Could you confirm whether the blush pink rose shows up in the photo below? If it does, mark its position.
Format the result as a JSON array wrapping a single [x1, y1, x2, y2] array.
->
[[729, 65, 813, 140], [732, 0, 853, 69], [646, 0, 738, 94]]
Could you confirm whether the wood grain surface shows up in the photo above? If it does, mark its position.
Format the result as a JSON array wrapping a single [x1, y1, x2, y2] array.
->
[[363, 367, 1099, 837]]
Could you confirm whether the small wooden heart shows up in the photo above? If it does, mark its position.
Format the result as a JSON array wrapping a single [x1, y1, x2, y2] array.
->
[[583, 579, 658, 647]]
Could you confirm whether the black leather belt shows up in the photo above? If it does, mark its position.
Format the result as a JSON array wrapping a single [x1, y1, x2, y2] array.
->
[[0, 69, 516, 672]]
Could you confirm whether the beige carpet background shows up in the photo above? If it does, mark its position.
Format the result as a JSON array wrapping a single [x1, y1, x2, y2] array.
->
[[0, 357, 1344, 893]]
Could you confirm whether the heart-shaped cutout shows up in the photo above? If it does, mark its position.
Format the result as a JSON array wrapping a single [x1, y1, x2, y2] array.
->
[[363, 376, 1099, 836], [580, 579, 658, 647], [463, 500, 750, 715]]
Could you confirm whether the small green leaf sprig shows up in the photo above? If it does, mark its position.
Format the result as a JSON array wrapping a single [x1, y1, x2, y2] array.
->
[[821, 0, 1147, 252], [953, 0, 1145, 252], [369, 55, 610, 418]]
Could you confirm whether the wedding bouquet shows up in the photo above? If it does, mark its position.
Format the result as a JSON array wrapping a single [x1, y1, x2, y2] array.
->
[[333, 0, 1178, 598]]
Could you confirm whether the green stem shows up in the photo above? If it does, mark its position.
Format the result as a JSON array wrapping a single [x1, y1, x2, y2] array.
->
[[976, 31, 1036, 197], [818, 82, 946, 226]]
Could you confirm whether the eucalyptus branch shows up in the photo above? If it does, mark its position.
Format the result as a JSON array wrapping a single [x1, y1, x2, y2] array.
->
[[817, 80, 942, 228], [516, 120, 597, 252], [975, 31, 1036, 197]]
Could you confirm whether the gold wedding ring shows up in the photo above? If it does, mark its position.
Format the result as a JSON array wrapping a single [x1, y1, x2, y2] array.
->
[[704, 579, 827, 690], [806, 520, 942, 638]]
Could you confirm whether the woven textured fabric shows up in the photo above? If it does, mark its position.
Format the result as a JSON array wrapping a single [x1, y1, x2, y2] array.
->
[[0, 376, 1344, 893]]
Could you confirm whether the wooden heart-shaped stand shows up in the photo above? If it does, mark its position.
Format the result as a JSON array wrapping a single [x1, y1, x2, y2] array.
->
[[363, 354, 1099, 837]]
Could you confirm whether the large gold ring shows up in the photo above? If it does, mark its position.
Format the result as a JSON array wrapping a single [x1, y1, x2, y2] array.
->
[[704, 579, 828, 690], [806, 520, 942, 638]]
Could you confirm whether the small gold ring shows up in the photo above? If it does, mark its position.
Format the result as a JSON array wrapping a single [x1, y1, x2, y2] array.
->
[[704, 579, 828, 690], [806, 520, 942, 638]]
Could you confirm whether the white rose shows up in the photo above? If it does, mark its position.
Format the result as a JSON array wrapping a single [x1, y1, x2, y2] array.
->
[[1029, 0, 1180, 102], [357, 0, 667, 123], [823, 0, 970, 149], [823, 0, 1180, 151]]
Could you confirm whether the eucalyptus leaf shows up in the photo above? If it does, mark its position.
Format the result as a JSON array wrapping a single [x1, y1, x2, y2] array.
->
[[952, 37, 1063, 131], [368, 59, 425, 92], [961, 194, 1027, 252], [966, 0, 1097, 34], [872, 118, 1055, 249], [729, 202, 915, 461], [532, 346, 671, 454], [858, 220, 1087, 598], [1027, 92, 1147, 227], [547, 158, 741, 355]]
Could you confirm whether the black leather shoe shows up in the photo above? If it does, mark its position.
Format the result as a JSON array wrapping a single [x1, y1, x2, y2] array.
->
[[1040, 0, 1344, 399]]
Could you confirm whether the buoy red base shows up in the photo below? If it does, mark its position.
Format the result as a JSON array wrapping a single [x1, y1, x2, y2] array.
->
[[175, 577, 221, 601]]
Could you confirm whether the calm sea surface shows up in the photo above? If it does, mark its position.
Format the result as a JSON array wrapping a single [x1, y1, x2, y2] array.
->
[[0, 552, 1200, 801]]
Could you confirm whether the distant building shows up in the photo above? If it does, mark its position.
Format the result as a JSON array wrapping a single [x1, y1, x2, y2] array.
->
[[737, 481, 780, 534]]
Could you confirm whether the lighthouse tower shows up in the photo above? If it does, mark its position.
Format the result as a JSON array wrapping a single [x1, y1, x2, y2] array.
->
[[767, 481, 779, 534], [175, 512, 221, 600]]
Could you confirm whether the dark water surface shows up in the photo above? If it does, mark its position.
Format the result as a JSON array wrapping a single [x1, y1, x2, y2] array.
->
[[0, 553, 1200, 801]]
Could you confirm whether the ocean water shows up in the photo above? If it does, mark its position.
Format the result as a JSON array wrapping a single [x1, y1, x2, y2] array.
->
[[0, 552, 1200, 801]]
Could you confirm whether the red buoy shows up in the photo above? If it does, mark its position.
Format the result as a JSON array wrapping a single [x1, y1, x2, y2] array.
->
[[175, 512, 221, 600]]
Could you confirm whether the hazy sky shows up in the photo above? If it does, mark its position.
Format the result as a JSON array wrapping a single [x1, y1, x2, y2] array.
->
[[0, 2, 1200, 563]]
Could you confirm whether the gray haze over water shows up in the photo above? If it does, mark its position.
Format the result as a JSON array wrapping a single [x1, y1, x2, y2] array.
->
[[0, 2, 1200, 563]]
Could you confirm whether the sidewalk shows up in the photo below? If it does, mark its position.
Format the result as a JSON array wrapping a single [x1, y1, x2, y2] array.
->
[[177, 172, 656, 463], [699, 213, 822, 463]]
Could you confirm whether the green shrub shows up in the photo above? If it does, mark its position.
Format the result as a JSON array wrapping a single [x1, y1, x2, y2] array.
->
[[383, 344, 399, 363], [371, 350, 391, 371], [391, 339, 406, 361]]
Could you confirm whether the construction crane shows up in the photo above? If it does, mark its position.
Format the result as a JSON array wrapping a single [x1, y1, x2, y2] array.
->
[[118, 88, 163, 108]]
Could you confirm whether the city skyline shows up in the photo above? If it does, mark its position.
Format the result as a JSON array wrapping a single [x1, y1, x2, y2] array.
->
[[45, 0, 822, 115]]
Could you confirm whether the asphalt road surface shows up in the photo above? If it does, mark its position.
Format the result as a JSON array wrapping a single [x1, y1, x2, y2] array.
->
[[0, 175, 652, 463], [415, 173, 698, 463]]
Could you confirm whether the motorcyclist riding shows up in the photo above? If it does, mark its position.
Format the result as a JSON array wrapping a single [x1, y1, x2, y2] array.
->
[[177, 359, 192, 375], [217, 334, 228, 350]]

----------------------------------------

● BRIEF
Rewrite the data above as a numbered list with one line per item, leaving out any blank lines.

● FINAL ANSWER
1. Could you confirm whether the blush pink rose shows up in the photo below? If it does, mark its position.
2. Format the result as a JSON array wrapping a single [x1, y1, x2, y2] array.
3. ->
4. [[729, 65, 813, 140], [732, 0, 853, 69], [646, 0, 738, 94]]
5. Could you confirm whether the wood grain surface shows up in the photo above? If it does, mark its position.
6. Format the result as a JSON array wrapping a single [x1, y1, x2, y2] array.
7. ->
8. [[363, 367, 1099, 837]]
9. Could you confirm whether the small wooden heart shows up in the photo above? If it does, mark its position.
10. Format the result as a JSON array wrapping a single [x1, y1, x2, y2] array.
11. ->
12. [[583, 579, 658, 647]]
13. Could you confirm whether the black leather belt shows up in the photo above? If it does, mark its position.
14. Format the result as a JSON array wrapping a single [x1, y1, x2, y2] array.
15. ->
16. [[0, 69, 516, 672]]
17. Could you confirm whether the beige carpet background shows up in the photo above? If it does, mark its position.
18. Format the result as a JSON array wrapping a single [x1, y1, x2, y2] array.
19. ->
20. [[0, 357, 1344, 893]]
21. Could you confirm whether the heart-shaped cutout shows up in the photo above? If it does, mark its position.
22. Format the result as a JSON array wrapping a single [x1, y1, x2, y2] array.
23. ->
24. [[363, 376, 1099, 836], [580, 579, 658, 647], [463, 500, 750, 715]]
25. Could you confirm whether the small green leaf sprig shows up in the photo above? If it does, mark its position.
26. Format the result as a JSON array wrapping a single [x1, y1, x2, y2] array.
27. ->
28. [[821, 0, 1147, 252], [953, 0, 1145, 252], [369, 55, 610, 418]]
29. Could you confirm whether the wedding bouquet shows up in the photo above? If it does, mark its position.
30. Format the result as a JSON array wrapping a single [x1, y1, x2, y2] array.
31. ->
32. [[333, 0, 1178, 598]]
33. Could you confirm whether the green stem shows up in the photo above? If it does, mark its position.
34. Format the result as a JSON array wrapping a single [x1, y1, x2, y2] array.
35. ->
36. [[976, 31, 1036, 197], [818, 82, 946, 226]]
37. Could you confirm whether the eucalyptus branch shows up in the photo above? If it does, mark its position.
38. Format the result as a JSON array wrapping a single [x1, y1, x2, y2] array.
39. ->
40. [[817, 80, 942, 228], [516, 120, 597, 252], [975, 31, 1036, 197]]
41. Could you confirm whether the gold wedding ring shows up in the photo above? If it does, mark its position.
42. Format the result as a JSON array wrapping a single [x1, y1, x2, y2] array.
43. ->
44. [[704, 579, 827, 690], [806, 520, 942, 638]]
45. Could you confirm whether the woven textured fabric shows up in the photo above? If it does, mark its position.
46. Format the result as a JSON array wrapping a single [x1, y1, x2, y2] array.
47. ->
48. [[0, 376, 1344, 893]]
49. Could you confirm whether the wooden heart-shaped stand shows up in the photo above? If it does, mark its position.
50. Format the result as a JSON array wrapping a single [x1, y1, x2, y2] array.
51. ->
52. [[363, 354, 1099, 837]]
53. Could you confirm whether the large gold ring shows up in the photo above? If it does, mark its position.
54. Format the result as a JSON array wrapping a single [x1, y1, x2, y2] array.
55. ->
56. [[704, 579, 828, 690], [806, 520, 942, 638]]
57. Could you confirm whether the small gold ring shows up in the photo above? If it does, mark its position.
58. Format the result as a JSON array wrapping a single [x1, y1, x2, y2] array.
59. ->
60. [[704, 579, 828, 690], [806, 520, 942, 638]]
61. Could you confirm whether the white rose shows up in the photo above? If it does, mark its position.
62. Format the result as a JSON array wrapping a single [x1, y1, x2, y2] array.
63. ->
64. [[1029, 0, 1180, 102], [357, 0, 667, 123], [823, 0, 970, 149], [823, 0, 1180, 151]]
65. Could you confirm whether the eucalyptus leaf shows up in the photo above? If it does, mark its position.
66. Format the result as a JSON array wrapping a single [x1, y1, x2, y2] array.
67. ->
68. [[952, 37, 1063, 131], [368, 59, 425, 92], [961, 194, 1027, 252], [966, 0, 1097, 34], [872, 118, 1055, 249], [729, 202, 915, 461], [532, 346, 671, 454], [858, 220, 1087, 598], [1027, 92, 1147, 227], [547, 158, 741, 355]]
69. Could you confirm whether the black leather shoe shows up in the photo above? If it does, mark its position.
70. Format the result as a JSON array wrapping a single [x1, y1, x2, y2] array.
71. ->
72. [[1040, 0, 1344, 399]]
73. Could you confirm whether the buoy red base shows up in the photo below? If it does, mark its position.
74. Format the result as a JSON array wrapping a single [x1, y1, x2, y2] array.
75. ->
76. [[175, 577, 221, 601]]
77. Could you confirm whether the calm sea surface shows up in the photo above? If it does, mark its position.
78. Format the result as a JSON array wrapping a single [x1, y1, x2, y2] array.
79. ->
80. [[0, 552, 1200, 801]]
81. Could you confirm whether the distant building shows up in the photo above? If it does, mark its position.
82. Format the result as a JSON array wrapping a single [x1, y1, x2, y2] array.
83. ->
84. [[737, 481, 780, 534]]
85. Could you confirm whether the lighthouse tower shows up in the photo above? If it does, mark its position.
86. Format the result as a JSON array wrapping a single [x1, y1, x2, y2] array.
87. ->
88. [[767, 481, 779, 534], [175, 512, 221, 600]]
89. Could you confirm whether the dark water surface shows up in the photo above? If it does, mark its position.
90. Format the result as a JSON array wrapping a single [x1, y1, x2, y2] array.
91. ->
92. [[0, 553, 1200, 801]]
93. Could you confirm whether the ocean water shows up in the photo above? If it does, mark its position.
94. Format the result as a JSON array wrapping a single [x1, y1, x2, y2] array.
95. ->
96. [[0, 552, 1200, 801]]
97. Could you confirm whether the red buoy shows up in the photo above? If it does, mark its position.
98. Format the result as a JSON array wrapping a single [x1, y1, x2, y2] array.
99. ->
100. [[175, 512, 221, 600]]
101. Could you confirm whether the hazy sky shows up in the photo above? If it does, mark its position.
102. Format the result as a JSON array wrapping a single [x1, y1, x2, y2] array.
103. ->
104. [[0, 2, 1200, 563]]
105. Could you confirm whether the gray haze over water shows up in the photo above? If it does, mark its position.
106. Format the result as a JSON array wrapping a single [x1, y1, x2, y2] array.
107. ->
108. [[0, 2, 1200, 563]]
109. Could you confirm whether the sidewalk shows up in the photo below? If it does, mark its position.
110. Format the result as a JSON array wrapping a single [x1, y1, x2, y2] array.
111. ->
112. [[177, 172, 656, 463], [699, 213, 822, 463]]
113. Could you confirm whether the green shrub shows up in the photo above? If it does, mark its position.
114. Format the result as a JSON array wrapping a single [x1, y1, x2, y2] array.
115. ->
116. [[383, 344, 399, 363], [371, 350, 391, 371], [391, 339, 406, 361]]
117. Could you confirm whether the construction crane shows up in the photo above? If it does, mark its position.
118. Format the result as a JSON array wrapping a single [x1, y1, x2, y2] array.
119. ->
120. [[118, 88, 163, 108]]
121. Could you confirm whether the city skyline shows up in the photo above? If it does, mark its position.
122. Format the result as a JSON array wrapping a single [x1, y1, x2, y2] array.
123. ->
124. [[45, 0, 822, 115]]
125. Could you confirm whether the asphalt road surface shows up in the photo above? If it does, mark its position.
126. Format the result as a JSON array wrapping a single [x1, y1, x2, y2] array.
127. ->
128. [[0, 175, 652, 463], [415, 173, 698, 463]]
129. Could you confirm whether the motorcyclist riding shows up in the photo above? If it does, mark its position.
130. Format the result as a JSON array wrapping a single [x1, y1, x2, y2] array.
131. ->
132. [[177, 359, 192, 375], [217, 334, 228, 350]]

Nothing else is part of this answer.